[Region labeling entries]
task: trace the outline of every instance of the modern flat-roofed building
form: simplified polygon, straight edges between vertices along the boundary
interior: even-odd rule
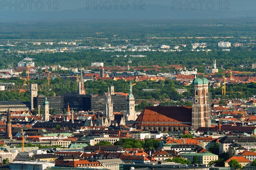
[[[92,62],[91,67],[104,67],[104,63],[103,62]]]
[[[44,96],[38,96],[33,97],[33,108],[38,108],[38,105],[43,106],[45,97]],[[49,110],[54,109],[56,112],[60,113],[63,112],[64,109],[64,97],[61,96],[47,96],[47,100],[49,102]]]
[[[29,102],[20,101],[0,101],[0,111],[28,110]]]
[[[198,158],[198,164],[208,164],[212,161],[216,161],[218,159],[218,156],[213,153],[205,152],[204,153],[185,153],[180,156],[184,158],[186,158],[190,163],[193,161],[193,158],[197,156]]]
[[[47,167],[54,167],[53,163],[16,161],[10,164],[10,170],[44,170]]]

■ What to produce ■
Rewrite every line of the items above, including the task, form and interior lines, but leave out the pictures. Multiply each polygon vertex coordinate by 0.55 and round to the nearest whole number, rounding halves up.

■ Completed task ■
task: trace the outline of every instance of the modern flat-roofed building
form: simplified polygon, straight edges between vertices along the boundary
interior: even-odd rule
[[[51,34],[50,37],[57,37],[57,35],[57,34]]]
[[[24,53],[21,53],[18,53],[18,59],[21,59],[21,58],[24,58],[25,53]],[[27,61],[30,60],[31,62],[33,62],[35,62],[35,60],[35,53],[34,53],[26,53],[26,55],[27,56]]]
[[[16,56],[11,56],[0,56],[0,61],[15,61]]]
[[[109,87],[109,90],[114,90],[117,89],[119,89],[120,87],[120,86],[117,84],[113,84],[112,84],[102,84],[99,86],[101,87],[102,87],[105,90],[106,89],[106,87],[108,86]]]
[[[26,92],[30,92],[29,90],[9,89],[6,90],[6,94],[24,94]]]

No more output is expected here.